## START Recorded data

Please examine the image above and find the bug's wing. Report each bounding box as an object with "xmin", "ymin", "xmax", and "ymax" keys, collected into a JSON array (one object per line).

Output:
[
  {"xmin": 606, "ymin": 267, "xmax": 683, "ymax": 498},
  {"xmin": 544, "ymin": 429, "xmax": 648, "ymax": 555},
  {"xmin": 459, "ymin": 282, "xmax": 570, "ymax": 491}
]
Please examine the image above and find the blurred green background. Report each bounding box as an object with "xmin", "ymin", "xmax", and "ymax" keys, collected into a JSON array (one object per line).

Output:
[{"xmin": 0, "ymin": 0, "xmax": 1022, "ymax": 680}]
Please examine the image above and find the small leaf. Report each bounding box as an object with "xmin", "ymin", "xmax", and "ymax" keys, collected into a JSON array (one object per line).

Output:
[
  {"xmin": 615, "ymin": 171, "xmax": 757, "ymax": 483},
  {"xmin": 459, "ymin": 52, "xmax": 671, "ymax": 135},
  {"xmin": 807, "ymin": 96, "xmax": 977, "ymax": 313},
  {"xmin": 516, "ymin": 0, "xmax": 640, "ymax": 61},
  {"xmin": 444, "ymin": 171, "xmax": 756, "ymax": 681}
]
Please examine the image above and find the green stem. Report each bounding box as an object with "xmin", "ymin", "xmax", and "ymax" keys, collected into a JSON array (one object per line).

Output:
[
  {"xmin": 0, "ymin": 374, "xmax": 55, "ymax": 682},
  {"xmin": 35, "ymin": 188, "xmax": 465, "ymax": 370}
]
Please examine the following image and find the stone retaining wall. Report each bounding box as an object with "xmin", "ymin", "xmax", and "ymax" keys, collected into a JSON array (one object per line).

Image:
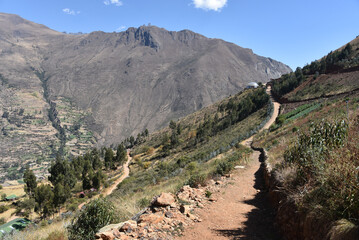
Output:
[{"xmin": 252, "ymin": 146, "xmax": 359, "ymax": 240}]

## END Recorded data

Your instructions:
Reproduce all of the material above verbatim, leaving out the pictures.

Task solution:
Please examine the image above and find the bug's wing. Report each bounding box as an object with "xmin", "ymin", "xmax", and "ymax" keys, collected into a JSON array (one object per line).

Output:
[
  {"xmin": 606, "ymin": 267, "xmax": 683, "ymax": 498},
  {"xmin": 544, "ymin": 429, "xmax": 648, "ymax": 555},
  {"xmin": 459, "ymin": 282, "xmax": 570, "ymax": 491}
]
Please examine the image above and find the blurred green background. Report each bounding box as an object with "xmin", "ymin", "xmax", and "ymax" keys, collected into a JSON array (one object per line).

Output:
[{"xmin": 0, "ymin": 0, "xmax": 1022, "ymax": 680}]
Please examine the image above and find the small leaf. Report each bounding box as an object with "xmin", "ymin", "xmax", and "ymax" keys, collected into a JSON array (one object per line).

Output:
[
  {"xmin": 615, "ymin": 171, "xmax": 757, "ymax": 483},
  {"xmin": 459, "ymin": 52, "xmax": 671, "ymax": 135},
  {"xmin": 807, "ymin": 96, "xmax": 977, "ymax": 313},
  {"xmin": 516, "ymin": 0, "xmax": 640, "ymax": 61},
  {"xmin": 444, "ymin": 171, "xmax": 756, "ymax": 681}
]
Please examine the image above and find the green stem. Report each bounding box as an object with "xmin", "ymin", "xmax", and "ymax" keys, collected into a JSON array (one object per line).

Output:
[
  {"xmin": 0, "ymin": 374, "xmax": 55, "ymax": 682},
  {"xmin": 35, "ymin": 188, "xmax": 465, "ymax": 370}
]
Please examine the following image and find the stone retaining wall. Report each bounding box as an object with "xmin", "ymin", "xmax", and "ymax" keys, collected into a JSON array (one object per line).

Image:
Output:
[{"xmin": 252, "ymin": 146, "xmax": 359, "ymax": 240}]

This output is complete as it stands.